- **WORK REQUIRED**: Copy out the rows below word for word, leaving out the pictures.

- **EXTRACTED ENTRIES**:
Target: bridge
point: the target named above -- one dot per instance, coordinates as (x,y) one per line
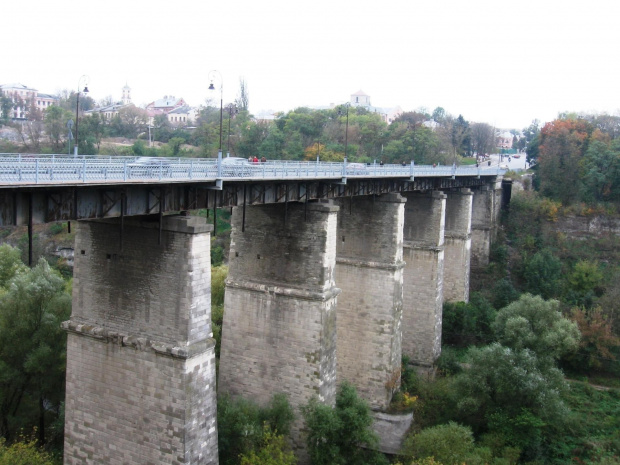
(335,271)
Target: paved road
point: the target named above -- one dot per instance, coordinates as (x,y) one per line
(515,164)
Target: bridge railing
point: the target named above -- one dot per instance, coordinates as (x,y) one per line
(57,169)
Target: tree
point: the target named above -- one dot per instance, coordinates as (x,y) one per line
(563,143)
(6,105)
(600,172)
(129,122)
(92,128)
(56,125)
(483,138)
(244,429)
(341,435)
(32,349)
(273,450)
(597,340)
(510,387)
(542,273)
(535,324)
(243,101)
(23,453)
(450,444)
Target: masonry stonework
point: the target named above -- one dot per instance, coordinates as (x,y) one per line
(485,219)
(423,252)
(140,352)
(279,329)
(457,248)
(369,270)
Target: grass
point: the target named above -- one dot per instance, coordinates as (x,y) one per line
(593,426)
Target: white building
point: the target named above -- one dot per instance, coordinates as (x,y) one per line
(24,98)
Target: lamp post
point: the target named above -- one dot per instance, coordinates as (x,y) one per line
(85,80)
(212,75)
(346,131)
(232,108)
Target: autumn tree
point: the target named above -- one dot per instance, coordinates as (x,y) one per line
(32,348)
(562,145)
(56,120)
(482,138)
(243,100)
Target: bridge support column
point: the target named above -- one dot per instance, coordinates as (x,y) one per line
(140,352)
(423,252)
(485,217)
(369,270)
(279,330)
(457,246)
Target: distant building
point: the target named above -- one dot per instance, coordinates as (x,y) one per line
(362,99)
(176,110)
(504,140)
(110,111)
(181,116)
(23,97)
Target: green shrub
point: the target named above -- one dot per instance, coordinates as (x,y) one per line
(242,425)
(25,452)
(341,435)
(450,444)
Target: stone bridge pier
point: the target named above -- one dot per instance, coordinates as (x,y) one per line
(279,330)
(423,253)
(457,245)
(140,352)
(485,218)
(369,270)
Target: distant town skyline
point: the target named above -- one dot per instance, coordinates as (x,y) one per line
(503,63)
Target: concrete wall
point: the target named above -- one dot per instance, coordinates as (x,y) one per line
(140,354)
(279,330)
(369,270)
(457,248)
(486,213)
(423,252)
(482,224)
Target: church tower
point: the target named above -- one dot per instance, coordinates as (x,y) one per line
(126,95)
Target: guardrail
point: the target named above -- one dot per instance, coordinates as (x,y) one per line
(26,169)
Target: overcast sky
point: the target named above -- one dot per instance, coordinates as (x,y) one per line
(503,62)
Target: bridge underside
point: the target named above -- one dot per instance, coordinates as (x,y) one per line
(29,205)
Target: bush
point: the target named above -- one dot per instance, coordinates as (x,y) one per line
(243,427)
(341,435)
(273,450)
(25,452)
(465,324)
(450,444)
(542,274)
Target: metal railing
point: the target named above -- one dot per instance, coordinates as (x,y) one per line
(27,169)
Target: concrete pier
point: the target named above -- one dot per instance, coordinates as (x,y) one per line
(140,352)
(369,270)
(457,245)
(279,330)
(423,252)
(485,217)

- **REPLY TO THE TASK**:
Target: bridge
point: the target named above -- one dot per instance, coordinates as (x,y) one per line
(335,271)
Target: paved road
point: the target named above -- one dot per instance, coordinates as (x,y) one per line
(515,164)
Target: bridge railing
point: the target named above -- one dot per instance, coordinates as (x,y) one per line
(57,169)
Target: tree
point: the target named above -- one dot per instance, coordinates as (x,y) one per line
(563,143)
(6,105)
(600,172)
(129,122)
(92,128)
(56,125)
(483,138)
(244,429)
(341,435)
(32,349)
(273,450)
(597,340)
(510,387)
(542,273)
(535,324)
(243,101)
(23,453)
(450,444)
Target: masonry stonework
point: the target named above -- one dot per instance, coordinates as (x,y) one per line
(485,219)
(423,252)
(140,352)
(279,329)
(457,248)
(369,270)
Target: grass
point: the target named above -- one dot per instance, coordinates as (x,y) one per line
(593,426)
Target: white building
point: the target named above -- one dot per instance, coordinates as (x,y) one per line
(24,98)
Target: lamp post
point: the target named above -- one dot per instance, coordinates as (x,y) one per line
(85,80)
(212,75)
(346,131)
(232,108)
Target: autumn tree
point: the target named above -- one dot per instance, coordinates as (x,y) one per line
(32,348)
(562,145)
(56,120)
(482,138)
(243,100)
Target: bridge support column
point: the target named above -- one dot per instance, coordinates as (x,y) one per line
(140,352)
(423,252)
(485,217)
(369,270)
(279,330)
(457,246)
Target: distant building
point: the target named above -- one dot per instance, coordinates as (x,y) one per line
(362,99)
(176,110)
(504,140)
(110,111)
(181,116)
(23,97)
Target: green shrub
point: the target named above -- one dot per instance, coordinates as (x,y) one per line
(242,425)
(25,452)
(341,435)
(450,444)
Target: stone bridge pier
point: the target named above -- one dot per instance, coordinates as (x,y) one per line
(279,330)
(423,253)
(457,245)
(140,352)
(485,218)
(369,270)
Target: distant town skyline
point: the target named above -- one dot per instance, coordinates as (x,y) one per line
(503,63)
Target: concrete wall
point: the target named above -- one dot per instance, coordinates as (x,y) one per line
(140,354)
(279,330)
(369,270)
(457,248)
(486,213)
(423,252)
(482,224)
Target: church tower
point: the target named above -- one dot per instance, coordinates as (x,y) one per line
(126,95)
Target: guardrail
point: the target named above -- one dot per instance, coordinates as (x,y) one per line
(26,169)
Target: overcast sky
point: the target named above -- one dot per instance, coordinates as (x,y) one per line
(503,62)
Target: bridge underside
point: the target named above -- one dot per instance, coordinates as (x,y) one per line
(29,205)
Target: bush
point: the target named above -- one dot per instance, coordinates as (x,y) one per line
(243,427)
(341,435)
(273,450)
(25,452)
(465,324)
(450,444)
(542,274)
Target: metal railing
point: the target named above -- one dot per instance, coordinates as (x,y) one per line
(27,169)
Target: concrete pier
point: the target named above -- one dot per instance, coordinates as (x,y) one per line
(140,352)
(369,270)
(457,245)
(279,330)
(423,252)
(485,217)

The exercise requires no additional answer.